◆ **Assignment**
Your copy of the data below must be exact and must leave out all pictures.
○ ○ ○ ○ ○ ○ ○
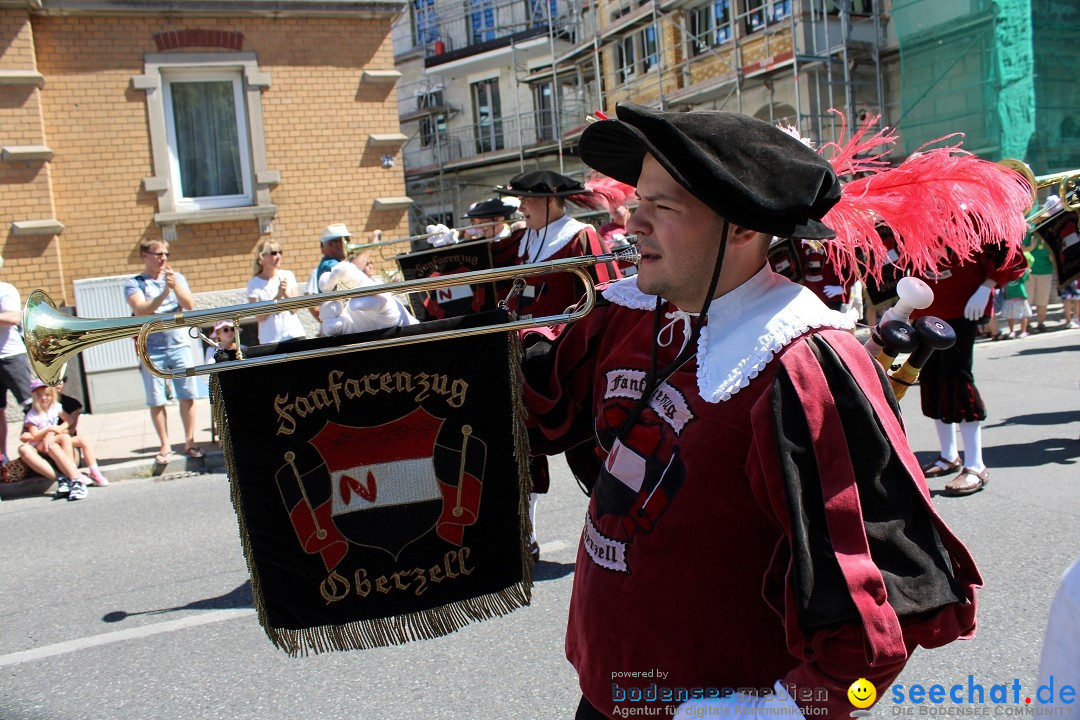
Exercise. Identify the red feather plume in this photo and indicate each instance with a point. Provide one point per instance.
(939, 200)
(607, 193)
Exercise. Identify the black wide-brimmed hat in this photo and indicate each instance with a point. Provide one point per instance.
(542, 184)
(495, 207)
(748, 172)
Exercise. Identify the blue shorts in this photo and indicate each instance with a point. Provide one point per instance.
(169, 358)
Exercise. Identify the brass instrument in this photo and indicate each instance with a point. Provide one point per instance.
(1068, 184)
(359, 247)
(53, 338)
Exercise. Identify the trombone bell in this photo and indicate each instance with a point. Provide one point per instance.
(1068, 182)
(53, 338)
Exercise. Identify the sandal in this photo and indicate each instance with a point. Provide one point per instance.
(961, 485)
(934, 469)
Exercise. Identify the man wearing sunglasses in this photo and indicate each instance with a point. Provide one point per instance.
(161, 289)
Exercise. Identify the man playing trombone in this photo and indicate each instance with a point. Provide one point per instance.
(551, 234)
(759, 520)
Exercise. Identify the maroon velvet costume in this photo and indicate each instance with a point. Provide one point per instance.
(783, 533)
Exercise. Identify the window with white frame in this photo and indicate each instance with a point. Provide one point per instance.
(426, 22)
(204, 113)
(432, 126)
(487, 110)
(206, 130)
(650, 55)
(625, 66)
(544, 109)
(759, 12)
(710, 26)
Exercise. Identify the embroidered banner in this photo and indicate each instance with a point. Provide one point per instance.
(381, 494)
(455, 300)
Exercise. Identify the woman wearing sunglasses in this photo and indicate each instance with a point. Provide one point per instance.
(272, 283)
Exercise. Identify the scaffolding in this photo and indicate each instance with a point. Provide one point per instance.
(783, 60)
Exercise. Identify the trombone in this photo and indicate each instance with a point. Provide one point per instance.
(53, 338)
(1068, 181)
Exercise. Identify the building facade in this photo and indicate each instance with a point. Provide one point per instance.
(493, 87)
(212, 124)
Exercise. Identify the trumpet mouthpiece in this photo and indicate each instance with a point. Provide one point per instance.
(629, 254)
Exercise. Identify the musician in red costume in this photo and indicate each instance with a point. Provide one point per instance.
(821, 276)
(962, 297)
(550, 234)
(759, 520)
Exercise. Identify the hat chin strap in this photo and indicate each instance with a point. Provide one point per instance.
(653, 379)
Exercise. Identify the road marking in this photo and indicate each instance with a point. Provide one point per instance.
(553, 546)
(120, 636)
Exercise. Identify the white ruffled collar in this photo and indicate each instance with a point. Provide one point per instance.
(554, 236)
(745, 328)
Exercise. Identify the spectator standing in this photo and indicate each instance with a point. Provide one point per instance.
(271, 282)
(1041, 279)
(1015, 307)
(14, 366)
(947, 382)
(332, 244)
(161, 289)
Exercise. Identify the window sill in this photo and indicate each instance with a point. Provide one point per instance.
(217, 215)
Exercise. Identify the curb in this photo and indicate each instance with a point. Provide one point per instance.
(132, 470)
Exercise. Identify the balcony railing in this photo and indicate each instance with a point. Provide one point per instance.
(447, 30)
(480, 141)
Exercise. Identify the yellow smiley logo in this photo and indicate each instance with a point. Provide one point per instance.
(862, 693)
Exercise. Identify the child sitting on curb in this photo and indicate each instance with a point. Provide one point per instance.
(45, 435)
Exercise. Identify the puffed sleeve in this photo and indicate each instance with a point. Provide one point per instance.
(558, 371)
(865, 570)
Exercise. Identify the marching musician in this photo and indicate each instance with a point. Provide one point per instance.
(550, 234)
(495, 215)
(759, 519)
(963, 298)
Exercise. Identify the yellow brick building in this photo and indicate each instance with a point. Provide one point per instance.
(90, 149)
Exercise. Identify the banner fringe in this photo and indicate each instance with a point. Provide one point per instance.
(420, 625)
(386, 632)
(515, 352)
(221, 420)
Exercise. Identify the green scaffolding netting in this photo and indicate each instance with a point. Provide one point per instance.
(1002, 72)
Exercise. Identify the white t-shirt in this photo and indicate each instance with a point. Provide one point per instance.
(11, 339)
(278, 326)
(1061, 649)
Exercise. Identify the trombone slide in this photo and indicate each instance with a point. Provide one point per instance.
(53, 338)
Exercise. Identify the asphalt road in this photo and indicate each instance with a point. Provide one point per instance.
(136, 605)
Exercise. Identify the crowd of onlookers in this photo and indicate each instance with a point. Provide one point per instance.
(50, 444)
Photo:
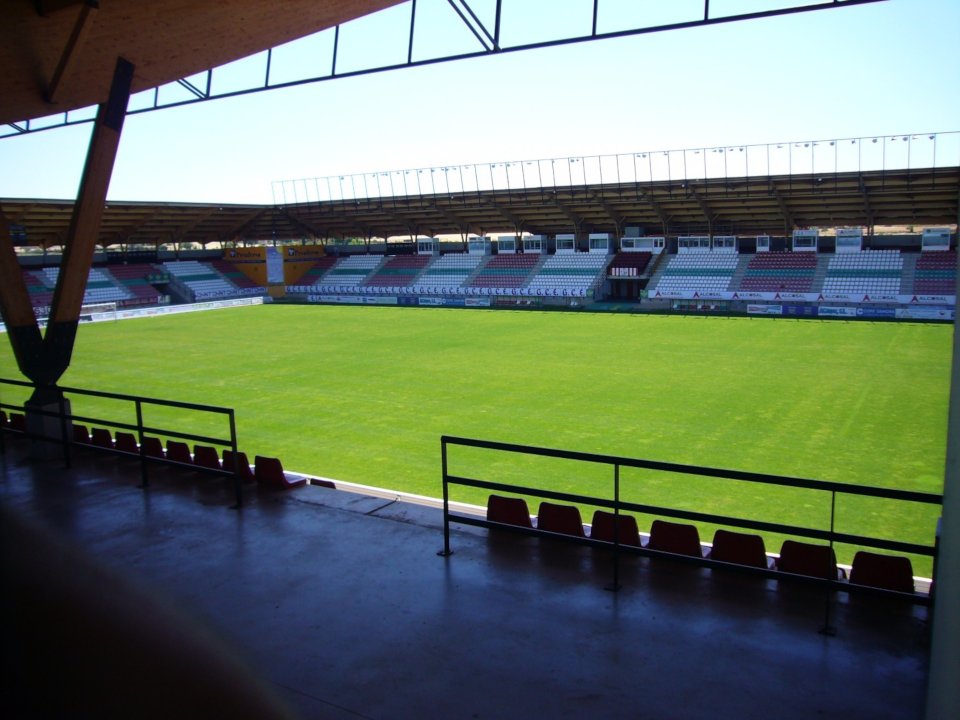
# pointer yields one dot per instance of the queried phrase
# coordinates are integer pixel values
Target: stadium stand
(890, 572)
(509, 511)
(315, 272)
(561, 519)
(630, 264)
(446, 274)
(936, 273)
(41, 294)
(703, 271)
(134, 278)
(204, 282)
(504, 271)
(100, 286)
(349, 273)
(780, 271)
(603, 526)
(867, 271)
(398, 271)
(568, 275)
○ ○ ○ ○ ○ ○ ○
◆ **Exercise answer**
Exercise. Identify the red feather plume in this photo and indicate each instance with a point. Provide one point per instance.
(939, 200)
(607, 193)
Exercise. Identify the black wide-brimmed hat in this photo and indicate each instance with a point. Provide one point per instance.
(542, 184)
(495, 207)
(748, 172)
Exercise. Identify the blue shorts in this photo and indicate each instance with a point. Provide one point per instance.
(169, 358)
Exercise. Identify the brass instrument in this photo and indicate each instance with a point. Provide one point per instance.
(1068, 184)
(359, 247)
(53, 338)
Exercise. Identify the trombone bell in this photo and indicate each instance with a point. Provide one point per instance.
(1068, 182)
(53, 338)
Exercise. Identify the sandal in this photo and indicate each instance with a point. Provide one point per instance.
(961, 485)
(934, 469)
Exercise. Identify the man wearing sunglasses in this photo and indicate each instance with a point. Provide one point per instance.
(161, 289)
Exercise. Identify the man playing trombone in this photo and indicate each instance with a point. Provide one point per instance.
(551, 234)
(759, 520)
Exercise. Identify the maroon velvet costume in this photo and indicate each instance with a point. Provide one point per instance.
(783, 533)
Exercise. Identify the window with white frame in this photo and indicate each instance with a point. Provide one point per instance.
(426, 22)
(204, 113)
(432, 126)
(487, 110)
(206, 130)
(650, 55)
(625, 66)
(544, 109)
(759, 12)
(710, 26)
Exercise. Identify the embroidered banner in this photo and indicate each instance with a point. Provide one point per instance.
(381, 494)
(455, 300)
Exercise. Identify the woman wearing sunglasses in this photo and indicate each instance with a point. Provide one point per instance.
(272, 283)
Exercise. Identify the scaffolding in this photo and indicate each instance with a point. Provide one point per instance.
(783, 60)
Exercise. Identify the trombone in this photo and indicate each instance with a point. Provide one point per instance.
(53, 338)
(1068, 181)
Exercise. Identify the building facade in this photo and indicate each instance with a point. Provide one point per instance.
(493, 87)
(212, 124)
Exercise. Identify the trumpet mouthpiece in this photo and indicate each instance with a point. Provide one point per instance.
(629, 254)
Exercise. Identify the musician in red costume in this photo and indicate each instance with a point. Provide one point per instance.
(821, 276)
(962, 297)
(550, 234)
(759, 520)
Exercise. Identify the hat chin strap in this photo and indicate each instance with a point. Provide one point per instance.
(653, 379)
Exercise. Identify the road marking in this photo and indicate each instance with a point. Provide one point per instance.
(553, 546)
(120, 636)
Exercise. Identify the white ruffled collar in this photo and indicate each instance with a point. Provide one point per instance.
(554, 236)
(745, 328)
Exercise. Identify the spectator standing in this photo and indicate each instance with a point. Provide one point per instance.
(271, 282)
(1041, 279)
(1015, 307)
(14, 366)
(947, 382)
(332, 244)
(161, 289)
Exercise. Identify the window sill in this photo and indicate each instance with a point. Provide one point per instance.
(217, 215)
Exercise. Identify the curb in this photo and indicate each instance with a point. Provide one point per instance.
(132, 470)
Exercise. Identify the balcony railing in this photo and indicate each instance with a point. Provide one point per instance.
(447, 30)
(480, 141)
Exercise. Identify the yellow smiley logo in this photo and indicate each instance with a point. Provide one point per instance.
(862, 693)
Exercise. Identify the child sitting on curb in this photo and indicate each instance with a point. Provide one point per instance.
(45, 435)
Exercise. Identify the puffed sleeve in this photo and indicate each instance with a point. Provide one point per instance.
(558, 371)
(865, 570)
Exercise. Identify the marching musician in this photo and indicate each instance with a point. Provide one point per instance.
(550, 234)
(495, 215)
(759, 519)
(963, 298)
Exercise. Identify the yellow brick building in this photo and indicate each instance with a point. Provide one point per instance.
(90, 149)
Exercise. Identify the banner fringe in this photo and indicate each instance with a point. Provide one point per instance.
(420, 625)
(386, 632)
(515, 352)
(221, 420)
Exercise. Identify the green scaffolding netting in this photo and indicate each instance with a point. Provide one point per instance.
(1002, 72)
Exercise. Identify the white t-shirt in this photo and indicate each instance with a point. Provide one point per instance.
(11, 339)
(278, 326)
(1061, 649)
Exercise. Identify the trombone slide in this photo and indicate each instance with a point. Provide one point per instance.
(53, 338)
Exercise. Identify the asphalt road in this photo and indicate each instance with a point. Provide one point per instance.
(136, 605)
Exercise. Identify the crowd of onlookers in this photo and indicate each instance with a point. Provide one point per instance.
(50, 444)
Photo:
# pointer yields one dot per instance of the queried phrase
# coordinates are integer pixel values
Target: stadium stand
(890, 572)
(509, 511)
(315, 272)
(561, 519)
(630, 264)
(446, 274)
(936, 273)
(41, 294)
(703, 271)
(134, 278)
(204, 282)
(504, 271)
(100, 286)
(349, 273)
(780, 271)
(603, 526)
(867, 271)
(398, 271)
(568, 275)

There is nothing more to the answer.